- **Excerpts of pointing data**:
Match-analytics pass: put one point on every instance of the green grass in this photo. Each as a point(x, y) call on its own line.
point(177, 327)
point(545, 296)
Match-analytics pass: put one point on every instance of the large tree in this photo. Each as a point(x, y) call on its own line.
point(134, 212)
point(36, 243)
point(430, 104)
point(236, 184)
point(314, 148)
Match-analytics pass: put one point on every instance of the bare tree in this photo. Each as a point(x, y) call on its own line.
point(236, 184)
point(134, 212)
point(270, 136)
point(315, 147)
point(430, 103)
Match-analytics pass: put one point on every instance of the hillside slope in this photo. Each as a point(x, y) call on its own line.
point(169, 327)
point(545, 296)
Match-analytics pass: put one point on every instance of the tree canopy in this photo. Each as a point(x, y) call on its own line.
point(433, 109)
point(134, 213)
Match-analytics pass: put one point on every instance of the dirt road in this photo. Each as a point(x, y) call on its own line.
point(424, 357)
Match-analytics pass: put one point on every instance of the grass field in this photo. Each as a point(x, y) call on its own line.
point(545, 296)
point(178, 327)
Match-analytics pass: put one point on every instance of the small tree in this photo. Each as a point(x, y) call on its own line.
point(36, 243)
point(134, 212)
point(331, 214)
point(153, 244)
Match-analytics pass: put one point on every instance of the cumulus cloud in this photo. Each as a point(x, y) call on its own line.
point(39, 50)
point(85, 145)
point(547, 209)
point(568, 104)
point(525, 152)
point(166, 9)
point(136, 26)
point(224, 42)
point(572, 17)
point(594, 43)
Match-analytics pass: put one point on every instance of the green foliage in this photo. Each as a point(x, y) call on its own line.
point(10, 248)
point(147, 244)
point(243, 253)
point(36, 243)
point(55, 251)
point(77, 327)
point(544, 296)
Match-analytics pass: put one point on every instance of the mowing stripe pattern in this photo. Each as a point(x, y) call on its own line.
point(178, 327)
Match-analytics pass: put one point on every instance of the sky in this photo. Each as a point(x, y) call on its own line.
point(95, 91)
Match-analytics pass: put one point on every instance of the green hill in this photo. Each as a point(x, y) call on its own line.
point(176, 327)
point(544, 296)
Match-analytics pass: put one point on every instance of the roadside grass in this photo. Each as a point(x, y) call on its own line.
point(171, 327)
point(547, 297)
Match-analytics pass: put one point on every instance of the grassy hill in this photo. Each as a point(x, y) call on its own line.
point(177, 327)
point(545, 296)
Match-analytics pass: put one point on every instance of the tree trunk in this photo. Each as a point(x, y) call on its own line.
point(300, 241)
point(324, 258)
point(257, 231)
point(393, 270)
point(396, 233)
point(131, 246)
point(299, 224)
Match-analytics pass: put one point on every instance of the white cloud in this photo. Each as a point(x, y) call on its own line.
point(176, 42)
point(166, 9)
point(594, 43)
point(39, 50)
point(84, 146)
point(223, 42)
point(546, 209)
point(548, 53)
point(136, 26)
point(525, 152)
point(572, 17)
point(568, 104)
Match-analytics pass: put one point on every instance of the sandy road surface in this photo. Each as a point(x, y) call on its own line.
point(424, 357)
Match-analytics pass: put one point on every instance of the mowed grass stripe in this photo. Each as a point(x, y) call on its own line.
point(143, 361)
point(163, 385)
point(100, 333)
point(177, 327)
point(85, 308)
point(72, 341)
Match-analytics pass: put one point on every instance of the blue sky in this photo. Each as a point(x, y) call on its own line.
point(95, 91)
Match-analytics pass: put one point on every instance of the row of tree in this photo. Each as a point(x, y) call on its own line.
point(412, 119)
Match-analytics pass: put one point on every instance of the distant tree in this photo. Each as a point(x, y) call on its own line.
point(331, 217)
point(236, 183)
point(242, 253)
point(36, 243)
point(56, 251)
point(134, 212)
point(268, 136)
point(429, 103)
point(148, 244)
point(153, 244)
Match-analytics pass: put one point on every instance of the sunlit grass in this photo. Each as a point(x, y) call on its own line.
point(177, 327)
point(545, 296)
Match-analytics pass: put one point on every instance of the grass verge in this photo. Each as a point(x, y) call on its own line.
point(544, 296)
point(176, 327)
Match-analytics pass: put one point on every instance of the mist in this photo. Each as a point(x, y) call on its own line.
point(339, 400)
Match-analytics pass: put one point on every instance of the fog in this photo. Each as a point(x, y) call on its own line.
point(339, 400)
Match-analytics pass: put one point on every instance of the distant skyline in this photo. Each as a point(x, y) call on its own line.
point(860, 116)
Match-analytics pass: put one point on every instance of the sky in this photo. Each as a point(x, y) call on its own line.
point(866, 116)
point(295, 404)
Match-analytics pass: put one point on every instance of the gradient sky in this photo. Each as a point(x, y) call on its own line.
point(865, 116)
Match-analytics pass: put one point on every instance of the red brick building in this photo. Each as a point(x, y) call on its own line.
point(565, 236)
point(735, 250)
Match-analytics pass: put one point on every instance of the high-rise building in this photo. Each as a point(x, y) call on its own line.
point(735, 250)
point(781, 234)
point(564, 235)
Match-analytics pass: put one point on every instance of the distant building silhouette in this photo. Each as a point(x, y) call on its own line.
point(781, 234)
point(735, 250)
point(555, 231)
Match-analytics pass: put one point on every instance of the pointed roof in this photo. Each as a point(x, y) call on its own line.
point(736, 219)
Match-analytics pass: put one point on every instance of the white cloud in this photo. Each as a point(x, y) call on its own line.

- **PROBLEM**: Output every record above exactly as it appears.

- **RESULT**:
Match-analytics pass: put one point on every instance of the green grass in this photo. Each as a point(x, y) call on its own line.
point(177, 327)
point(545, 296)
Match-analytics pass: put one point on every instance of the large tree in this photo. Each as a point(x, y) call on its own line.
point(134, 212)
point(36, 243)
point(430, 104)
point(236, 184)
point(314, 148)
Match-analytics pass: put one point on every instance of the bare tree in this photo. Each as a point(x, y) call on its own line.
point(236, 184)
point(134, 212)
point(270, 136)
point(315, 147)
point(430, 103)
Match-analytics pass: put one point on every instance of the hillside slope in this photo. Each as a point(x, y) call on its own line.
point(169, 327)
point(545, 296)
Match-analytics pass: put one point on every instance of the tree canopy in this photo. Each as a point(x, y) call on its own line.
point(433, 109)
point(134, 213)
Match-analytics pass: put one point on every instance of the dirt road in this photo. Each as a point(x, y) call on its own line.
point(424, 357)
Match-analytics pass: put one point on every instance of the grass field in this photo. Each as a point(x, y) call on its own line.
point(545, 296)
point(178, 327)
Match-analytics pass: put one point on every instance of the small tree in this photo. Each as a point(x, y) call on its own line.
point(36, 243)
point(134, 212)
point(331, 214)
point(153, 244)
Match-analytics pass: put one point on every instance of the cumulus cloud in this photo. Each as a point(x, y) call on its own line.
point(39, 50)
point(85, 145)
point(547, 209)
point(568, 104)
point(525, 152)
point(166, 9)
point(136, 26)
point(224, 42)
point(572, 17)
point(594, 43)
Match-analytics pass: put one point on every instance of the green foliage in this photo. Each as a point(x, y) call on its own line.
point(10, 248)
point(147, 244)
point(243, 253)
point(36, 243)
point(55, 251)
point(77, 327)
point(544, 296)
Match-analytics pass: put one point on every instance of the mowing stripe pattern in this photo. Each as a point(x, y) call on its own line.
point(178, 327)
Match-analytics pass: put one point on every instance of the sky in this photo. Each as a point(x, y) call on its own line.
point(95, 91)
Match-analytics pass: put one point on every instance of the green hill in this photo. Each as a point(x, y) call on its own line.
point(176, 327)
point(544, 296)
Match-analytics pass: put one point on every instance of the roadside grass in this photo. Each as a point(x, y) call on its own line.
point(171, 327)
point(547, 297)
Match-analytics pass: put one point on every instance of the grassy hill in this photo. Each as a point(x, y) call on its own line.
point(177, 327)
point(545, 296)
Match-analytics pass: put one point on every instance of the tree trunk in this photo. Each as a point(x, y) call on its own line.
point(300, 241)
point(324, 258)
point(257, 231)
point(393, 270)
point(396, 233)
point(131, 246)
point(299, 224)
Match-analytics pass: put one point on every instance of the white cloud in this photo. Each as a point(x, y) call on its own line.
point(176, 42)
point(166, 9)
point(594, 43)
point(39, 50)
point(84, 146)
point(223, 42)
point(546, 209)
point(548, 53)
point(136, 26)
point(525, 152)
point(572, 17)
point(568, 104)
Match-analytics pass: put one point on every instance of the sandy road surface in this photo. Each as a point(x, y) call on its own line.
point(424, 357)
Match-analytics pass: put one point on every instance of the mowed grass stripe in this photo. Each as a point(x, y) call on its own line.
point(143, 361)
point(163, 385)
point(100, 333)
point(177, 327)
point(85, 308)
point(72, 341)
Match-analytics pass: put one point on every instance of the blue sky in this photo. Each as a point(x, y) call on its own line.
point(95, 91)
Match-analytics pass: put one point on every instance of the row of tree in this photo. Each as a point(x, y) call on its own line.
point(412, 119)
Match-analytics pass: put one point on every instance of the distant tree in this photo. Each as a point(x, y) call on its own line.
point(331, 217)
point(236, 183)
point(242, 253)
point(36, 243)
point(56, 251)
point(134, 212)
point(268, 136)
point(429, 103)
point(148, 244)
point(153, 244)
Match-analytics pass: put one point on every instance of the sunlit grass in this photo. Each as a point(x, y) call on its own line.
point(177, 327)
point(545, 296)
Match-analytics pass: put one point on every instance of the grass verge in this photo. Each as a point(x, y) call on its own line.
point(544, 296)
point(176, 327)
Match-analytics pass: put one point on every instance of the mist in this photo. Each as a point(x, y) call on its own line.
point(339, 400)
Match-analytics pass: put one point on every instance of the fog in this photo. Each as a point(x, y) call on its own line.
point(339, 400)
Match-analytics pass: put one point on every instance of the distant skyline in this photo. Each as a point(x, y) call on its own line.
point(860, 116)
Match-analytics pass: put one point on every instance of the sky in this photo. Each as a point(x, y) call on its own line.
point(866, 116)
point(295, 404)
Match-analytics pass: put one point on every instance of the gradient sky in this photo. Each as a point(x, y) call on its own line.
point(865, 116)
Match-analytics pass: put one point on every instance of the red brick building in this photo. Each as a point(x, y) call on its own line.
point(565, 236)
point(735, 250)
Match-analytics pass: put one point on every instance of the high-rise building in this photo. Each as a point(x, y) call on its own line.
point(735, 250)
point(781, 234)
point(564, 235)
Match-analytics pass: put one point on every instance of the distant building silhouette in this photo. Each as a point(x, y) call on its own line.
point(781, 234)
point(735, 250)
point(555, 231)
Match-analytics pass: put one point on every instance of the pointed roof in this photo. Each as a point(x, y) call on its own line.
point(736, 219)
Match-analytics pass: put one point on every instance of the white cloud in this photo. Each as a point(x, y) call on its own line.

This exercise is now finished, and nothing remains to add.